==== Source records ====
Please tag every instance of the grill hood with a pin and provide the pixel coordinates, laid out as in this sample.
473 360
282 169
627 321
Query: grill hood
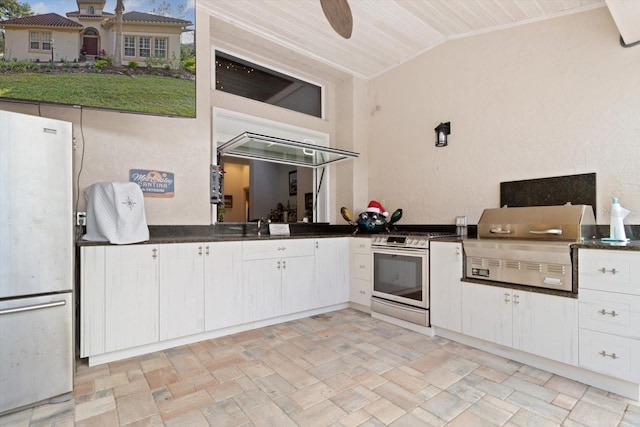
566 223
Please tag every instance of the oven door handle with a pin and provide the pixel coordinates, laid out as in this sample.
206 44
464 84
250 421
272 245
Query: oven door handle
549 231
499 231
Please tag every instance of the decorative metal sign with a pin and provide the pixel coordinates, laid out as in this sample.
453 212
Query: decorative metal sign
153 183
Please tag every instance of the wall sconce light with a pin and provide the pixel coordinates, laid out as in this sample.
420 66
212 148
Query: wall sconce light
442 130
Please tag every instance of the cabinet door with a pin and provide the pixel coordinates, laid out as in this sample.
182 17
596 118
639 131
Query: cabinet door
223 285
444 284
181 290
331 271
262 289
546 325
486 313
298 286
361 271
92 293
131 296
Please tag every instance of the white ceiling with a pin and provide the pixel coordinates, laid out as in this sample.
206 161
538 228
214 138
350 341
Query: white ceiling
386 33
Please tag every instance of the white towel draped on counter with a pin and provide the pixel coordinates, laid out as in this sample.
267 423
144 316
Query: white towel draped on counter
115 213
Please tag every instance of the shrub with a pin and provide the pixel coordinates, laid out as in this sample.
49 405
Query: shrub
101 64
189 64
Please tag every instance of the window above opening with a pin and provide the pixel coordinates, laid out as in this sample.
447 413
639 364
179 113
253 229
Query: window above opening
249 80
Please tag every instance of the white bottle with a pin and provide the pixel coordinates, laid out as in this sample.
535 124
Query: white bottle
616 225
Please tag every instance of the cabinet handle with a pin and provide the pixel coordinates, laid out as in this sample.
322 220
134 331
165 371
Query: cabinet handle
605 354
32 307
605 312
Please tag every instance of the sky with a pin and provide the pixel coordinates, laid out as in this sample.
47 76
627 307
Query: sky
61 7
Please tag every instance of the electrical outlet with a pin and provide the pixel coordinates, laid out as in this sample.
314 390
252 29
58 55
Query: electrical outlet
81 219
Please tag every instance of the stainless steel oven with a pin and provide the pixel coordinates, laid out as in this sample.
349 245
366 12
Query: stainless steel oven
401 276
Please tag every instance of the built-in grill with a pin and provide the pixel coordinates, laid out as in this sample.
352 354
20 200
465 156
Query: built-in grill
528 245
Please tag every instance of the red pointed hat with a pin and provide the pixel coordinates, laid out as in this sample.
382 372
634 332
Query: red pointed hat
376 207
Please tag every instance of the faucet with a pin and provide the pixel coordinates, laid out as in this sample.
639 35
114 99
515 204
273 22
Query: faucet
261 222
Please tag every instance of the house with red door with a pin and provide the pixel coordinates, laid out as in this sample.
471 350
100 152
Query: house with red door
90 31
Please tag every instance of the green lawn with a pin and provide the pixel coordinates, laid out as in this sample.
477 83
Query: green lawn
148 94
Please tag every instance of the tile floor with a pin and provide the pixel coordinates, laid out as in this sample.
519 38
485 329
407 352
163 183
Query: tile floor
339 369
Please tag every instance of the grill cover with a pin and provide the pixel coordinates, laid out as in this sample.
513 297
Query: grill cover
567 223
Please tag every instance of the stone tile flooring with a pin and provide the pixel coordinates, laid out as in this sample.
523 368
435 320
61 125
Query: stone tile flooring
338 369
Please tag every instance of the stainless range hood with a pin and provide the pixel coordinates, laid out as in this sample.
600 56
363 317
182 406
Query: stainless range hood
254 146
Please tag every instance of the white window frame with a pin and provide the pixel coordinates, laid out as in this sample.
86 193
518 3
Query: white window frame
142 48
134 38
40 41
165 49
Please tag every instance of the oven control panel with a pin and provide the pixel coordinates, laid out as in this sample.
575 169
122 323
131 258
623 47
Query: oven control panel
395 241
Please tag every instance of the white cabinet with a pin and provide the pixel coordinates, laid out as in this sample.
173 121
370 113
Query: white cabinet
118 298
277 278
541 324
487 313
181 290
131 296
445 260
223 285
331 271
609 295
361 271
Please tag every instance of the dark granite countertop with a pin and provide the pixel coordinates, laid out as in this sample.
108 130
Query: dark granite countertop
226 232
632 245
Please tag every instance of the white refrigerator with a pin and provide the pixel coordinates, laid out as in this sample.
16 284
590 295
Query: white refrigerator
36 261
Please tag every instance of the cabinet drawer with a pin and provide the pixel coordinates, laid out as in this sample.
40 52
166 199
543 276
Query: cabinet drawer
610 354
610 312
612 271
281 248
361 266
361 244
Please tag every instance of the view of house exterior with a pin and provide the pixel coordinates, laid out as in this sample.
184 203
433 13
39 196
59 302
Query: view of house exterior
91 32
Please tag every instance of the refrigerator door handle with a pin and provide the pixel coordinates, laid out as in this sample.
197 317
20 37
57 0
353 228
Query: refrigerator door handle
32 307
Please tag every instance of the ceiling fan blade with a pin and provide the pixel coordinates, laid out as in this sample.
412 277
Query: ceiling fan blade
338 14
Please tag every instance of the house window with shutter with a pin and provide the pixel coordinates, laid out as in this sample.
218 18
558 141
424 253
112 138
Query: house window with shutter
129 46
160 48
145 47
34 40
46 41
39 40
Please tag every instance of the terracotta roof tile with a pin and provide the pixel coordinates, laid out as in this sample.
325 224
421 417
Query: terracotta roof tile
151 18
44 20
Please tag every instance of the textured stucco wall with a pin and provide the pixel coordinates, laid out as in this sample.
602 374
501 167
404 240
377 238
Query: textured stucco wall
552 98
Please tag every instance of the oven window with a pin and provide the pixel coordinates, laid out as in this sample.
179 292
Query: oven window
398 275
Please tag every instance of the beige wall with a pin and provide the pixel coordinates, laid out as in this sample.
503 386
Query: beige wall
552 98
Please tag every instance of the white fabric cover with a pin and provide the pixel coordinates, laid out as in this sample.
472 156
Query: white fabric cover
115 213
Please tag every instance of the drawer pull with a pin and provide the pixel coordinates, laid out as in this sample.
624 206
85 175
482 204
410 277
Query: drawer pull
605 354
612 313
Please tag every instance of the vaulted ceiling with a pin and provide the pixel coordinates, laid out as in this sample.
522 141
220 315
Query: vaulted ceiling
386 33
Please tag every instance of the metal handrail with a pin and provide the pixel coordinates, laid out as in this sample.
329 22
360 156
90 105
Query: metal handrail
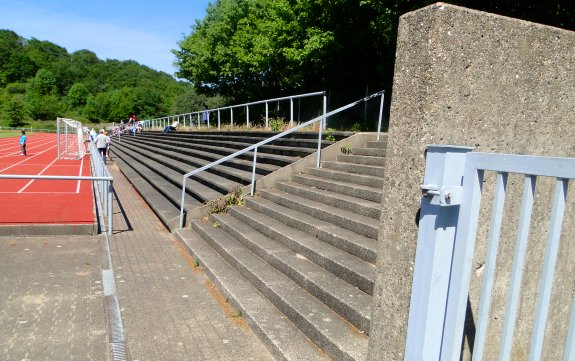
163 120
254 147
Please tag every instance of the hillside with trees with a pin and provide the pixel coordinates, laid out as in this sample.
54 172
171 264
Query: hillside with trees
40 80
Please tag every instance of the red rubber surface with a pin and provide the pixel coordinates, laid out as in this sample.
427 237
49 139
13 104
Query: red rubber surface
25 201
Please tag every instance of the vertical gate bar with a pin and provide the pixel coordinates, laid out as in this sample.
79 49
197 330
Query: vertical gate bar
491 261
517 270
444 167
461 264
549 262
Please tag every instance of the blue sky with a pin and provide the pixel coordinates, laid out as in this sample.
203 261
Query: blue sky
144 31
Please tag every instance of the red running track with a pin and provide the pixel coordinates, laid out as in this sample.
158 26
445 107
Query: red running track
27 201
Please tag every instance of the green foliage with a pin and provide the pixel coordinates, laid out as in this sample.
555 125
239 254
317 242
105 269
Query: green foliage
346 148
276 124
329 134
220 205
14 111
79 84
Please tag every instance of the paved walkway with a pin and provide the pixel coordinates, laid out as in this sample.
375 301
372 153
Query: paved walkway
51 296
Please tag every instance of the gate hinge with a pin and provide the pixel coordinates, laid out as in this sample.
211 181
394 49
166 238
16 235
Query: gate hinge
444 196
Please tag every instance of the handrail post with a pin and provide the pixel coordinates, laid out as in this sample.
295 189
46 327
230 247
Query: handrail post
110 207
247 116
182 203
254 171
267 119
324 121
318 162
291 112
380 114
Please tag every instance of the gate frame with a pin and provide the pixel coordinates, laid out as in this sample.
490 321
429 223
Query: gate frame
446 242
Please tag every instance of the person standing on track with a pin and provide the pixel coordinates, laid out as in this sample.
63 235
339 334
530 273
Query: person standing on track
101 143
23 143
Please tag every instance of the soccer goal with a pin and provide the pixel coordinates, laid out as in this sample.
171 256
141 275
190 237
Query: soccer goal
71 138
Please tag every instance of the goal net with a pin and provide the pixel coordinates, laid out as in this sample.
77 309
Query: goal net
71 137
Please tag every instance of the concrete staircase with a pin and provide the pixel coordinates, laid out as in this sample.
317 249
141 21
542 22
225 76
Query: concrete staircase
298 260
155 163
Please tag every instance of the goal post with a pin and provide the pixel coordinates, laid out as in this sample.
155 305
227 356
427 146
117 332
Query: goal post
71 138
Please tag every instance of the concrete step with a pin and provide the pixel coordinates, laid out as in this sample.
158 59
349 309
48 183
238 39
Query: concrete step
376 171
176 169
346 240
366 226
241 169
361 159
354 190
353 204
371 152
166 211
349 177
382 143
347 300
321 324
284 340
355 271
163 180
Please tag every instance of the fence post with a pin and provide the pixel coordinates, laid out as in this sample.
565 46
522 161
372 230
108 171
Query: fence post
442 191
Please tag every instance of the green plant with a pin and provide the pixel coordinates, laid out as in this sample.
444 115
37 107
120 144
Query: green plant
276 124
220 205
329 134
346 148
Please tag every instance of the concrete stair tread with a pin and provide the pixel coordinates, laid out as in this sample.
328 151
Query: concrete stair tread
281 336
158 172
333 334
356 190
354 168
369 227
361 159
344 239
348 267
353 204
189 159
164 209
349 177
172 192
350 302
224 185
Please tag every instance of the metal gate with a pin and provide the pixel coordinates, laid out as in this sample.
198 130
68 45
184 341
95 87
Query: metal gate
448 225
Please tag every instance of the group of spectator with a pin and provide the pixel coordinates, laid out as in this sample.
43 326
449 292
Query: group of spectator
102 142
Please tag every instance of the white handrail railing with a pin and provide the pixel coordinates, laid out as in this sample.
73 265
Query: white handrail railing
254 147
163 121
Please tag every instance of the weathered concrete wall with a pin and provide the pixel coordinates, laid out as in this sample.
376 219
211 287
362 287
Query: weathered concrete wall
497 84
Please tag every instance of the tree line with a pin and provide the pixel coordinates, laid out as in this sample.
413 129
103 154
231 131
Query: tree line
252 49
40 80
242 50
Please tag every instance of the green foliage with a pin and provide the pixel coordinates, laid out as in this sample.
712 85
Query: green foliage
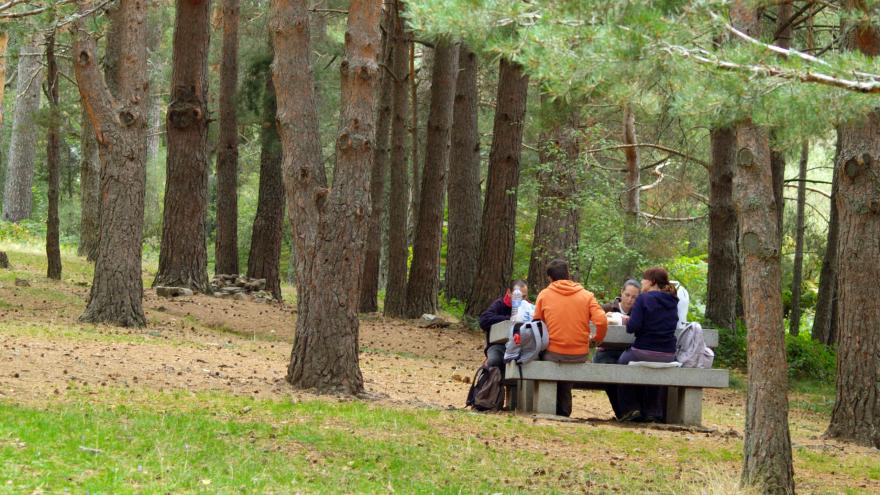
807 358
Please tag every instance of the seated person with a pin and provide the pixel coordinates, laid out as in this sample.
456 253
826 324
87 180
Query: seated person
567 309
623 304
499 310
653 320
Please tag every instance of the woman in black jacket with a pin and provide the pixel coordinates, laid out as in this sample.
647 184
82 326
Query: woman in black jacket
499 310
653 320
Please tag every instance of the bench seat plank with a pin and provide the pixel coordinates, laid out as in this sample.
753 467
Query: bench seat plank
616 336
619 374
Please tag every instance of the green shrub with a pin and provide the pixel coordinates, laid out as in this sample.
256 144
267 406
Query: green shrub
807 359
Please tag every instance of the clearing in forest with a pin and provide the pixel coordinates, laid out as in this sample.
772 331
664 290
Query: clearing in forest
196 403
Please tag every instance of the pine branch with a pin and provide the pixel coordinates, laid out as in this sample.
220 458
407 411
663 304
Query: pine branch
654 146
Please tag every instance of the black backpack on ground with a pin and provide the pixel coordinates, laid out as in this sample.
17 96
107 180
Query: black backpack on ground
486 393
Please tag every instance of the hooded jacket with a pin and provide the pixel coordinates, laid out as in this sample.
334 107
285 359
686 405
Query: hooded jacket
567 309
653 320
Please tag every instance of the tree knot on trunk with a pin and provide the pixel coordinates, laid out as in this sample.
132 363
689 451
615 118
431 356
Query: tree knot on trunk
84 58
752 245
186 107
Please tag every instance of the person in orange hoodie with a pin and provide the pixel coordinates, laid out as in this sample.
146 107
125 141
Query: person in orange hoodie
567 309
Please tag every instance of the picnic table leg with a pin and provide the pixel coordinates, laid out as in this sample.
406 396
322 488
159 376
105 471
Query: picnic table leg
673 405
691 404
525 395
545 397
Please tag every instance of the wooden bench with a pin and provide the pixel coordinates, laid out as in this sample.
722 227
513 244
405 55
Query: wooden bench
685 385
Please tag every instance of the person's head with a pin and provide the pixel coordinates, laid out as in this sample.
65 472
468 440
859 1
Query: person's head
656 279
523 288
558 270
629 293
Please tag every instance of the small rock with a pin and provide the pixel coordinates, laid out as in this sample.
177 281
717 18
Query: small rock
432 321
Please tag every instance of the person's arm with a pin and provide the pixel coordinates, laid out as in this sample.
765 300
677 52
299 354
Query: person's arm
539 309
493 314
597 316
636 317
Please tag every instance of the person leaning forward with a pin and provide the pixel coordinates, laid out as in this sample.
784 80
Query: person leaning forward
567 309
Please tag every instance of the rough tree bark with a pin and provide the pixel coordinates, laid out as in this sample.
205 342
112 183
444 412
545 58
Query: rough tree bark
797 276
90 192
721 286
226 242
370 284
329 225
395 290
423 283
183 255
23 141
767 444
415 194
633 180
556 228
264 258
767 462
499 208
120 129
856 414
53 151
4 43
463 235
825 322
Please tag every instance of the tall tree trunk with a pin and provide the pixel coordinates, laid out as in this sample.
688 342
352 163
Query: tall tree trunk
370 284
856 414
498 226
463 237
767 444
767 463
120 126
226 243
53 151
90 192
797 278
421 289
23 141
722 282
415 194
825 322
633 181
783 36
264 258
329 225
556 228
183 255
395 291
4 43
====
• **Short task**
Repeat only the stretch of lines starting at the one containing "Please tag every instance of the person's head" and running to the final line of the entries above.

• **Exercise response**
Please tag every instance of the person's head with a pin and provide the pixel coordinates, laid out as in this sample.
65 472
468 440
859 1
Query: person's head
656 279
523 288
558 270
629 293
Please tag every instance of the small rock with a pin and provide the pixel coordinates, laid out as in this sample.
177 281
717 18
Query: small rock
432 321
Please tag every instance of the person's arm with a pin and provide the pixel coordinates, laid out as in this sample.
765 300
677 52
299 354
Query: person's arm
539 309
493 314
597 316
636 317
Please tag every instance of the person leaning forward with a pin and provide the pixel coordinates, laid out as in this sample.
784 80
Query: person leaning forward
567 309
Please tag every instance of the rough tree bark with a pin and provide the pixel coordinates, laid out as in this sample.
205 342
112 183
444 412
545 58
Query: rough tree bark
797 276
90 192
721 286
226 242
370 284
329 225
395 290
423 283
183 255
23 141
767 444
415 194
633 180
556 228
264 258
767 462
499 208
120 129
856 414
53 151
4 43
463 235
825 322
Please tag every instance of the tall tree trunk with a pin and provide the pixel coordinates, laid out as in this sample.
688 342
352 163
Query: tall tree trunk
370 284
856 414
498 226
463 237
767 444
767 463
120 126
226 243
53 151
90 192
797 278
421 289
23 141
722 282
415 194
825 322
633 181
783 36
264 258
329 225
556 228
183 255
395 291
4 43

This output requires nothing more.